:: INPUT FOR THIS TASK ::
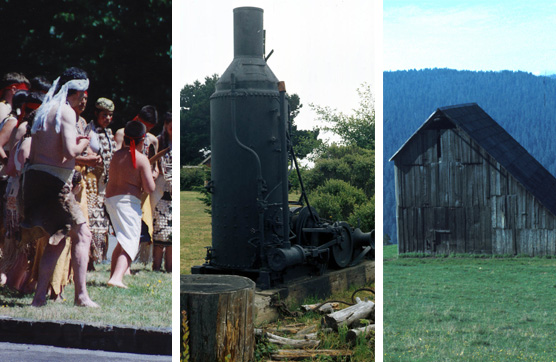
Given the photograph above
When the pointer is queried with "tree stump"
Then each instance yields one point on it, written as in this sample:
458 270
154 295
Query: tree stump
220 314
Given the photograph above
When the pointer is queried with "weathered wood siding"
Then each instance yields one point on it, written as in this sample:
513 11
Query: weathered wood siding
453 197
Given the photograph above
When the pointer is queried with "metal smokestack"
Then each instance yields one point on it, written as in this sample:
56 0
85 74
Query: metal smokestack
248 32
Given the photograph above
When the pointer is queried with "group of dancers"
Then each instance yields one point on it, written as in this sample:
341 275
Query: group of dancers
66 184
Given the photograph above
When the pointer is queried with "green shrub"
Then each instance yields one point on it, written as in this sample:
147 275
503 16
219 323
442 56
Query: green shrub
337 200
364 216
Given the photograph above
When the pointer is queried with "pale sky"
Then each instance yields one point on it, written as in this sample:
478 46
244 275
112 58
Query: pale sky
471 35
323 50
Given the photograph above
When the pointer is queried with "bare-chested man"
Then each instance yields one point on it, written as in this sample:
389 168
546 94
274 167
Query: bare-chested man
129 176
149 117
47 197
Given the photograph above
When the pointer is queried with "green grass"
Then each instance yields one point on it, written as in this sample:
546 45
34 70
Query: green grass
195 231
195 234
469 308
147 302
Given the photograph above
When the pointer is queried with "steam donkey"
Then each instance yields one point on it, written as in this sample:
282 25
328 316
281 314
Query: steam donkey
255 232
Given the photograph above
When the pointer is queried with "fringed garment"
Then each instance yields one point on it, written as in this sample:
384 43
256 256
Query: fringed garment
162 222
96 179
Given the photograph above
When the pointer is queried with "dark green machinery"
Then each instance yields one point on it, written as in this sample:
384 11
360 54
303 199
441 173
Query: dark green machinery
254 231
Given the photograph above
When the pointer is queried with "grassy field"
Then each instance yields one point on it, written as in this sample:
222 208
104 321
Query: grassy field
195 234
469 308
195 231
147 302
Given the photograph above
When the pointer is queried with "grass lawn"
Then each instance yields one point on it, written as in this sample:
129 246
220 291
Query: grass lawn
195 231
147 302
469 308
195 234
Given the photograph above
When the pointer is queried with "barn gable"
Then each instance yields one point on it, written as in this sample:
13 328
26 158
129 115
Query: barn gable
463 184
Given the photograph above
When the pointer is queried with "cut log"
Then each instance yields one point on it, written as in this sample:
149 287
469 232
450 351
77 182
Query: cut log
294 343
324 309
305 331
220 311
354 333
349 315
292 354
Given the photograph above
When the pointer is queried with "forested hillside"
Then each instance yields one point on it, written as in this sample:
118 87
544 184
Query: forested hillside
522 103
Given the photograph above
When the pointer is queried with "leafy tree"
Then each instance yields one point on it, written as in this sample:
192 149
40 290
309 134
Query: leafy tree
195 119
355 130
351 164
124 45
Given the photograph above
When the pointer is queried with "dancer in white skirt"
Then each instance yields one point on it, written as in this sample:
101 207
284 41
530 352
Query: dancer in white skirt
129 176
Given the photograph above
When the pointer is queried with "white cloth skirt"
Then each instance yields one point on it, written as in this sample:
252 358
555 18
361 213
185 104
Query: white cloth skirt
125 215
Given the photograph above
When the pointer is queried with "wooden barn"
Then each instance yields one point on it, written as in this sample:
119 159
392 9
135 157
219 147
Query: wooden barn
464 185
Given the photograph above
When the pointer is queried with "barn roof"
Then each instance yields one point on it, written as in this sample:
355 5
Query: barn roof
501 146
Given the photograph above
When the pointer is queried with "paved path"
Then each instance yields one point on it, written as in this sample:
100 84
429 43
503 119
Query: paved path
12 352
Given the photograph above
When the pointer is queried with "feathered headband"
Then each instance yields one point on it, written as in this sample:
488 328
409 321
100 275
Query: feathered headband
50 99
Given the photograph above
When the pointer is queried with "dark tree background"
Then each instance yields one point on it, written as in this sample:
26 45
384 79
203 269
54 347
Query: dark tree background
124 45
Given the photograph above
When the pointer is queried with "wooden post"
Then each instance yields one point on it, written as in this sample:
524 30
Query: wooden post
220 314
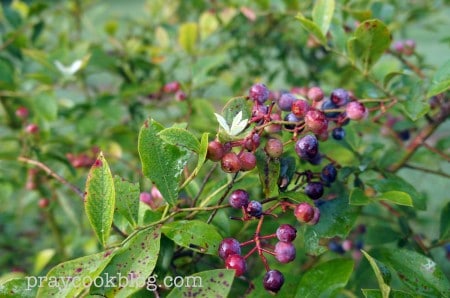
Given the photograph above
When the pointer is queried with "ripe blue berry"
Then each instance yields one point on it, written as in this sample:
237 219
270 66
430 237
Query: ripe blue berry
273 281
285 101
259 93
284 252
254 208
314 190
329 173
316 121
340 97
286 233
239 198
307 147
237 263
229 246
338 133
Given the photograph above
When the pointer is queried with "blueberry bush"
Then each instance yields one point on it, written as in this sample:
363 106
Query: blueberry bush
224 148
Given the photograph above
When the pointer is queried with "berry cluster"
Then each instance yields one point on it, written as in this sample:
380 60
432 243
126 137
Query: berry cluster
308 116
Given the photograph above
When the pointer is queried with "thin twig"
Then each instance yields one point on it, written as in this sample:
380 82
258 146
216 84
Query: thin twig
51 173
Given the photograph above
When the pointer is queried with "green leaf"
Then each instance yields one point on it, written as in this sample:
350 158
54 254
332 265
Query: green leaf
46 106
336 219
393 182
180 137
203 151
371 293
187 37
382 274
441 80
194 234
127 199
323 14
20 287
269 172
312 28
212 283
444 229
42 259
417 272
162 163
6 73
396 197
208 23
135 261
68 279
370 40
358 197
325 279
100 198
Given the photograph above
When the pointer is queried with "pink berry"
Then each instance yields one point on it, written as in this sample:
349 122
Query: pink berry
237 263
316 121
32 128
22 112
304 212
355 110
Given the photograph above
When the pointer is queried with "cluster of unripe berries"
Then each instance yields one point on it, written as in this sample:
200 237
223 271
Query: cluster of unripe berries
309 117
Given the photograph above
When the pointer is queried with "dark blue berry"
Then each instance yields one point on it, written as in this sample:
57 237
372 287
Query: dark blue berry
329 173
336 247
254 208
338 133
307 147
314 190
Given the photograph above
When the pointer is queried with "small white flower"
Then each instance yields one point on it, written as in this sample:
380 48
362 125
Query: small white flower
237 125
69 70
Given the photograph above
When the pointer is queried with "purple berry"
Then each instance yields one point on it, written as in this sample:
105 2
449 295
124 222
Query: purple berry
338 133
300 108
316 121
237 263
215 151
355 110
239 198
329 105
314 190
304 212
329 173
307 147
286 233
231 163
291 118
254 208
248 161
274 148
229 246
284 252
273 281
285 101
259 93
340 97
315 93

:: YOUR ASSIGNMENT ::
Return all of the lines above without alteration, minus the pictures.

:: ANSWER TO THIS EXERCISE ::
Given the photograph above
When the pointer is queried with "tree stump"
Then each instance yields one point on it, written as in this sample:
458 270
154 295
Query: tree stump
220 314
Given the photograph above
When the pointer is queried with "weathered wood siding"
Then each instance yields one point on it, written as in this sample:
513 11
Query: weathered wood siding
453 197
Given the photograph above
When the pointer is queried with "metal smokestack"
Then each instance yields one point on it, written as in this sample:
56 0
85 74
Query: metal smokestack
248 32
Given the photograph above
When the pointer is queried with "group of dancers"
Then each instance yields one point on it, written as in this sample:
341 275
Query: group of dancers
66 184
Given the photograph above
When the pointer is queried with "green shrub"
Then each instance yields one point on it, written as in this sample:
147 275
503 16
219 323
442 56
Query: green shrub
337 200
364 216
Given the photograph above
When the pointer is queried with "pale sky"
Then each instance yields one point on it, written as in this sample:
478 46
244 275
112 58
Query: pale sky
471 35
323 50
Given the photograph above
When the pointer is queried with "bare-chested man"
Then each instance yields one point on it, written as in this sample:
389 168
546 94
274 167
Query: bare-chested man
129 176
149 117
47 197
Given the photograph above
When the pointer is queried with "green grass"
Then each instance yields one point on it, written as in this sample:
546 45
34 70
Query: green grass
195 231
195 234
469 308
147 302
Given the photograph above
When the pointer is queried with "steam donkey"
Then each instance yields one point on it, written as in this sample:
282 25
328 316
281 314
Query: steam donkey
255 232
Given the photograph above
When the pointer is queried with "fringed garment"
Then each instance yields one point on it, written as in this sample:
384 43
256 256
Query: fringed garment
162 222
96 179
Given the photograph above
When the pointer is queried with "dark green machinery"
Then each instance yields one point on it, written as in this sample:
384 11
360 54
303 199
441 173
Query: dark green machinery
254 231
Given the photograph above
When the pointer is queried with "grassy field"
Then each instance yields one point on it, written as in this sample:
222 208
104 321
Query: grassy field
195 234
469 308
195 231
147 302
Given the photograph above
When the pointer is queried with "grass lawn"
Then each instance yields one point on it, written as in this sample:
129 246
220 291
Query: grass lawn
195 231
147 302
469 308
195 234
Given the photograph above
When the pointer is queried with "barn gable"
Then each instance yields one point on it, written as in this sample:
13 328
26 158
129 115
Query: barn gable
463 184
Given the photograph above
When the pointer is queried with "cut log"
Then each instance yields one point on it, written as in this sample:
149 287
469 232
450 351
77 182
Query: cut log
294 343
324 309
305 331
220 311
354 333
349 315
292 354
Given the photograph above
When the pointer is queried with "forested hillside"
Then each instance yields one point on it, written as in this sample:
118 87
544 184
Query: forested hillside
522 103
Given the photograph above
When the pointer is queried with "leafy tree"
Then each instance yields one point on it, written as in this sample:
192 149
40 290
309 134
Query: leafy tree
195 119
355 130
351 164
124 45
Given the photograph above
When the pointer is queried with "dancer in white skirt"
Then each instance yields one point on it, written as in this sample:
101 207
284 41
530 352
Query: dancer in white skirt
129 176
Given the photograph above
When the pointer is queried with "white cloth skirt"
Then each instance yields one point on it, written as in this sample:
252 358
555 18
361 213
185 104
Query: white cloth skirt
125 215
Given the photograph above
When the pointer is queried with "wooden barn"
Then each instance yields one point on it, written as in this sample:
119 159
392 9
135 157
219 147
Query: wooden barn
464 185
Given the photograph above
When the pointer is queried with "barn roof"
Then each instance yields one point on it, written as in this sample:
355 5
Query: barn roof
501 146
Given the photograph above
When the pointer is queried with "paved path"
Then each instance yields one point on it, written as in this sample:
100 84
429 43
503 119
Query: paved path
12 352
Given the photograph above
When the pointer is queried with "feathered headband"
Then each instance yields one point on it, written as in this sample:
488 328
409 321
100 275
Query: feathered headband
50 99
Given the photograph above
When the pointer is queried with "dark tree background"
Then each instance yields one point on it, written as in this sample:
26 45
384 79
203 269
54 347
Query: dark tree background
124 45
Given the photograph above
When the pointer is queried with "wooden post"
Then each instance yields one point on it, written as in this sample:
524 30
Query: wooden post
220 314
Given the photograph above
When the pointer is queried with "ripe blue berry"
Then each instance yields one point on it, written as in this sample:
237 219
270 66
430 237
Query: ripe blue berry
273 281
285 101
259 93
284 252
254 208
314 190
329 173
316 121
340 97
286 233
239 198
307 147
237 263
229 246
338 133
Given the photograph above
When the pointer is queried with "blueberry bush"
Then each instance yields one point on it, written as in this sample:
363 106
Query: blueberry bush
224 148
Given the photograph above
When the pointer is queried with "berry cluster"
Then each instance yields one point on it, written as in this sample:
380 60
432 243
126 137
Query: berry cluster
308 116
Given the photograph above
When the pointer is queried with "thin twig"
Then each instance yields one point on it, written as in this sample:
380 82
258 146
216 84
Query: thin twig
51 173
Given the photograph above
When the pointer is queried with "green leaf"
Then each instance yields one point on it, written as in this sample:
350 158
54 254
332 265
Query: green leaf
46 106
336 219
393 182
180 137
203 151
371 293
187 37
382 274
441 80
194 234
127 199
323 14
20 287
269 172
312 28
212 283
444 229
42 259
417 272
162 163
6 73
396 197
208 23
135 261
68 279
370 40
358 197
325 279
100 198
Given the photograph above
When the pointer is queried with "pink berry"
Then each instance yields one point on it, written as in this sample:
349 122
Query: pink berry
237 263
316 121
32 128
22 112
304 212
355 110
Given the photograph above
When the pointer is queried with "cluster of unripe berries"
Then each instance yields one point on it, written as in this sample:
200 237
223 271
Query: cluster of unripe berries
309 117
Given the photograph above
When the pointer is queried with "dark blue berry"
Then each instance yields one point on it, written as in this sample:
57 237
372 287
Query: dark blue berry
329 173
336 247
254 208
338 133
307 147
314 190
Given the photograph above
When the pointer is queried with "small white flower"
Then each instance yields one point on it, written as in this sample:
380 48
362 125
Query: small white flower
237 125
69 70
Given the photograph above
When the pointer is queried with "purple berry"
Then each instance yields one point on it, written as in this sample:
105 2
449 295
124 222
Query: purple berry
338 133
300 108
316 121
237 263
215 151
355 110
239 198
329 105
314 190
304 212
329 173
307 147
286 233
231 163
291 118
254 208
248 161
274 148
229 246
284 252
273 281
285 101
259 93
340 97
315 93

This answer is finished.